▶ **Supplied text**
----
It was my first visit to Calcutta. The pot-holed road from the airport was lined with humpies and flocks of vultures leering with menace at all passing by. The taxi arrived at the Red Shield Hostel, a little haven for travelers in the heart of Calcutta near the Queen Victoria memorial.
It was a memorable week, observing life in the 'City of Joy'. Each day as I left the Hostel I was greeted by a couple of young beggar girls clothed in dirty rags with hair matted in thick knots.
They repeatedly chanted the mantra "One rupee, one rupee", that was followed with a radiant smile that would flash across their faces with a naughty twinkle in the eye. They always won.
I would dig deep and pull out a rupee or two. I became quite a stable source of income, so each day I could see them waiting for me and the mantra changed to, "Two rupees, two rupees".
Nearing the end of the week I emerged from the Hostel to find an older woman with the girls. In broken English she invited me to visit their home. We moved our way through the streets to a large vacant lot covered with humpies built with everything and anything imaginable: plastic bags, packing boxes, old tyres, hessian bags, discarded bits of wood.
Many people gathered to greet me and I was offered food and drink with so much love and generosity (though perhaps partly financed by me!). Around these two little girls was a loving support structure of parents, grandparents, uncles, aunts, brothers, sisters, cousins and more.
In this desperate scene of abject poverty there was nothing . . . nothing but love, and that love was so rich it seemed to be everything that was needed. I began to think that these two little girls, who had become my friends, were lucky. It seemed to me that no matter what the circumstances, when the heart is maintained, life can be good.
However, if the heart is empty or broken or closed, nothing ever seems to satisfy, no matter what the circumstances. To compensate an empty heart, we crave wealth or power or fame or anything that will fill the void.
In August of 1997, the world was shocked with the news of the death of Princess Diana. On one level it seemed she had everything except perhaps one missing ingredient . . . love. She craved true love. Her life was a testament to the search for true love.
----
▶ **Questions**
A – How would you render this sentence from the Calcutta account in Spanish: "Each day as I left the Hostel I was greeted by a couple of young beggar girls clothed in dirty rags with hair matted in thick knots."
B – Would you carry on the reflection on the Calcutta visit and love, picking up right after its last sentence?

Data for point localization
----
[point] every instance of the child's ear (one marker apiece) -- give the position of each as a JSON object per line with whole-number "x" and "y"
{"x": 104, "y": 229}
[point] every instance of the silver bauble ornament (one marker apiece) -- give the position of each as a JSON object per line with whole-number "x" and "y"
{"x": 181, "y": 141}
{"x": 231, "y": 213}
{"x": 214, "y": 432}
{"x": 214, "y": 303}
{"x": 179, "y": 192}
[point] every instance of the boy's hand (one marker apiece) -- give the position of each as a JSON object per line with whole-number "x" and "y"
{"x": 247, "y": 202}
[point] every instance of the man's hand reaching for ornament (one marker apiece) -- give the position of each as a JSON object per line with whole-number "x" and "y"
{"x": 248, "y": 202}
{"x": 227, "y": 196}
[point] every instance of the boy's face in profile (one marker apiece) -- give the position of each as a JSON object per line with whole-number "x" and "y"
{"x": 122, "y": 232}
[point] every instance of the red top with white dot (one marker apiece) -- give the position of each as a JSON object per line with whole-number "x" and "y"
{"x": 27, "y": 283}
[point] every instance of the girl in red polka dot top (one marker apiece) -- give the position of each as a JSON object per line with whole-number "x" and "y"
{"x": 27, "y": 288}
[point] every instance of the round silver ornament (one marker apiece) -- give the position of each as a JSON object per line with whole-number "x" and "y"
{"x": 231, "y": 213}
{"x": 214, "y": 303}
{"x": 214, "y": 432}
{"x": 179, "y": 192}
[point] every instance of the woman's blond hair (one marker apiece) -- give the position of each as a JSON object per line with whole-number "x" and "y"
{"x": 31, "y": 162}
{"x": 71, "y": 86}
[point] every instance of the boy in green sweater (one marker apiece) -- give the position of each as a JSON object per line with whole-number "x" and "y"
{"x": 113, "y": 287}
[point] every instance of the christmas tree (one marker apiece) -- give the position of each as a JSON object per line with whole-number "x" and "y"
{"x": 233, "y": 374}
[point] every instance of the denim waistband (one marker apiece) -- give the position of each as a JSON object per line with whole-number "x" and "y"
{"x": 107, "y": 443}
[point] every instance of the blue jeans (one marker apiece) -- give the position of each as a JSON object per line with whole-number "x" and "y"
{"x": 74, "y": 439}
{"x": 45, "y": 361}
----
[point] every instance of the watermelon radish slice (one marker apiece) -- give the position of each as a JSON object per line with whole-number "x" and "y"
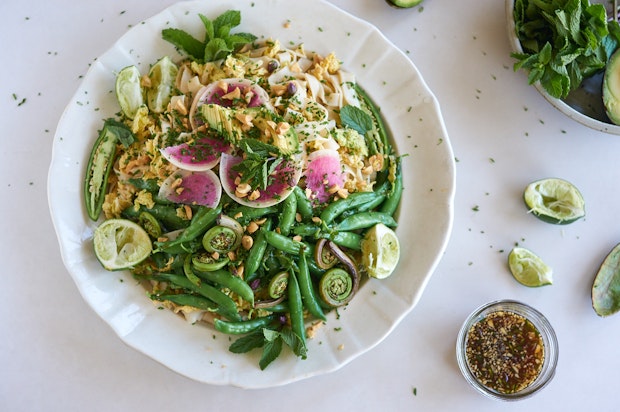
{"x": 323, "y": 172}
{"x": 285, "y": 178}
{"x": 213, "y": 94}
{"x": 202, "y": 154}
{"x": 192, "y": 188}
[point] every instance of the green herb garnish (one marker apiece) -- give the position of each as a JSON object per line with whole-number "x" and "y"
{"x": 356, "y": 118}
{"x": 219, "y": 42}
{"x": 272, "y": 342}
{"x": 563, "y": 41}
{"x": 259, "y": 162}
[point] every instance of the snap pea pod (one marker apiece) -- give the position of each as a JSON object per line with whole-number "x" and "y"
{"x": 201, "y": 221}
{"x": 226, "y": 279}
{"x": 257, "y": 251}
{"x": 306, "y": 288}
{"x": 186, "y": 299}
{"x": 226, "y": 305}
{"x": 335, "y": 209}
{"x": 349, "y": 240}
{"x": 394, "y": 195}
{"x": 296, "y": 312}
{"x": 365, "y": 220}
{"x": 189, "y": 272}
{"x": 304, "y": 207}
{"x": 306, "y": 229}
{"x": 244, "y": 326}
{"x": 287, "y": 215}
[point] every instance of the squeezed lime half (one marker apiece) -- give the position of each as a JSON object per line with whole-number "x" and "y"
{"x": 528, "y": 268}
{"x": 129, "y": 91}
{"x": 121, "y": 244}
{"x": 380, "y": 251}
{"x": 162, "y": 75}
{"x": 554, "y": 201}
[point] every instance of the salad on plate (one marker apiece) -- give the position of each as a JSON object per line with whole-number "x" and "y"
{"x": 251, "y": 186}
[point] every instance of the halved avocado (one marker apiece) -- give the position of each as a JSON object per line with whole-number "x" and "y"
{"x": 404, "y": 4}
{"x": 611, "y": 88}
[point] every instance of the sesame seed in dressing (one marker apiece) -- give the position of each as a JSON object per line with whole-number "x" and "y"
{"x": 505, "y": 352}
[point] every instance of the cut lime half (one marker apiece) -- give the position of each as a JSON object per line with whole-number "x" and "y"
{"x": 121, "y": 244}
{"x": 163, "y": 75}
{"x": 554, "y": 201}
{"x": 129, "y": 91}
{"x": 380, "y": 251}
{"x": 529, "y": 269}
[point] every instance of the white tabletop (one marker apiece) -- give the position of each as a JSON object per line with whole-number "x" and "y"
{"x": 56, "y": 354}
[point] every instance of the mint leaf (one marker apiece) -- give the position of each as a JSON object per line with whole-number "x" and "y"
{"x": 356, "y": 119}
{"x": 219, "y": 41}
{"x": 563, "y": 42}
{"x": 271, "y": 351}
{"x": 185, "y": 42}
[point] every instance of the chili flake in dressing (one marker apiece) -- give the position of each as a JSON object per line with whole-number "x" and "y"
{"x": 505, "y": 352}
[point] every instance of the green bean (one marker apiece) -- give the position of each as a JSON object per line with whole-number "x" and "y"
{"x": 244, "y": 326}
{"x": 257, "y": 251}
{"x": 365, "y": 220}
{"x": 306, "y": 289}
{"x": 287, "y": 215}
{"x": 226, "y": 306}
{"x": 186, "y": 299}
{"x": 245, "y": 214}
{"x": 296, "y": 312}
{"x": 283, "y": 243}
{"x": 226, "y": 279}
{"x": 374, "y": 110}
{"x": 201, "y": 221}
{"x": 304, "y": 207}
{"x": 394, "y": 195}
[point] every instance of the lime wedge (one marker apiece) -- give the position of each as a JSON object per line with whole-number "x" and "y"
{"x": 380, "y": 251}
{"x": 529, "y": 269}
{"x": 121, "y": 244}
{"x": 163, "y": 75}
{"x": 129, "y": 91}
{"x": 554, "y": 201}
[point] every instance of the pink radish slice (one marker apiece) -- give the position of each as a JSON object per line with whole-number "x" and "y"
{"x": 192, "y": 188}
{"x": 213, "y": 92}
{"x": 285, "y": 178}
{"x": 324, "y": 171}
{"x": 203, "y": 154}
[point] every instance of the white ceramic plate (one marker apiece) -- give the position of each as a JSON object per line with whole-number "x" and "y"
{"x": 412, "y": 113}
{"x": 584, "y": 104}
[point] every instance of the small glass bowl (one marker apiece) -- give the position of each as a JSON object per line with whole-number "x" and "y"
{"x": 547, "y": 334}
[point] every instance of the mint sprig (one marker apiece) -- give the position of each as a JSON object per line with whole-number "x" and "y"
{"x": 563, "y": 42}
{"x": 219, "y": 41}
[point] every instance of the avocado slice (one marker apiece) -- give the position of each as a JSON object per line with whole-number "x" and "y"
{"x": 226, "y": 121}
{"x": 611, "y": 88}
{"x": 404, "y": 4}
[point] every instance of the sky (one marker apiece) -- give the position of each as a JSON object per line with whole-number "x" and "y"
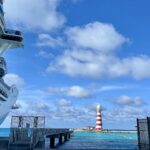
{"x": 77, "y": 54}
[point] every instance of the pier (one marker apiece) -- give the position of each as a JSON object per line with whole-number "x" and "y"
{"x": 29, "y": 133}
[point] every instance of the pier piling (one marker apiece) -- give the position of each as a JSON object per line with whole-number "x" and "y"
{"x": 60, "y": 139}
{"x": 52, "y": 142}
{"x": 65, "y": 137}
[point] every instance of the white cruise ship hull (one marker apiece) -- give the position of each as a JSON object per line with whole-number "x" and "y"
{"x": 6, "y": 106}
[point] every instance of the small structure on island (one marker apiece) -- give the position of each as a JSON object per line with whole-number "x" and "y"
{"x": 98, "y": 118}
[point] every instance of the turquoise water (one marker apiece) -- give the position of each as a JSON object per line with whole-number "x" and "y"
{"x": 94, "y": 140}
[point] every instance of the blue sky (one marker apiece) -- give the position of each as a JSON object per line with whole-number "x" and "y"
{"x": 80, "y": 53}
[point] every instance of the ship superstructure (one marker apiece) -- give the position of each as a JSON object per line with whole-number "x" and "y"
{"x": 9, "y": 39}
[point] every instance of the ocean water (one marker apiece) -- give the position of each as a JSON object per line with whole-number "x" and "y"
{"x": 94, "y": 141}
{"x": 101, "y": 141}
----
▶ **Answers for the exercise**
A – Cada día, al salir del albergue, me recibían un par de niñas mendigas vestidas con harapos sucios y con el pelo enmarañado en gruesos nudos.

B –
It seems the world-wide grief was the result of people identifying with her search for love to truly maintain the heart. We are all searching for it, but how often do we find it?
I think there are a few times in life when we emerge the feelings of true love.
A friend told me he was on a subway in Toronto in the heart of winter. The peak hour train was full of long grey faces, all seemingly isolated and disconnected from each other. There was a stony cold silence. The train stopped at a station, the doors opened, and in walked a young woman with a newborn baby in her arms.
The innocence, the vulnerability of the baby touched them all. A new feeling filled the train. All the drawn faces began to glow with gentle smiles. That which is authentic and pure attracts our love.
The baby had no masks, no barriers or facades, and its openness kindled the dormant feelings of love amongst the watching people. Just by being itself, the baby's qualities had the power to emerge love in strangers.
Recently I spent time with someone dying of cancer. When I first met this woman, she had just been diagnosed and was full of fear and burden. Life experience had etched a deep sadness in her face.
But during the last few months of her life there was a dramatic change. Her face now radiated joy and love. She had let go so many burdens carried for a lot of her life. She had let go trying to impress, let go the hurts from others, let go the pressure to be something she was not, let go the inferiority complex.
But most of all she had let go of the fear of dying, which liberated her from the fear of living also. She discovered her authentic self and, like the baby, became so lovable to all around her.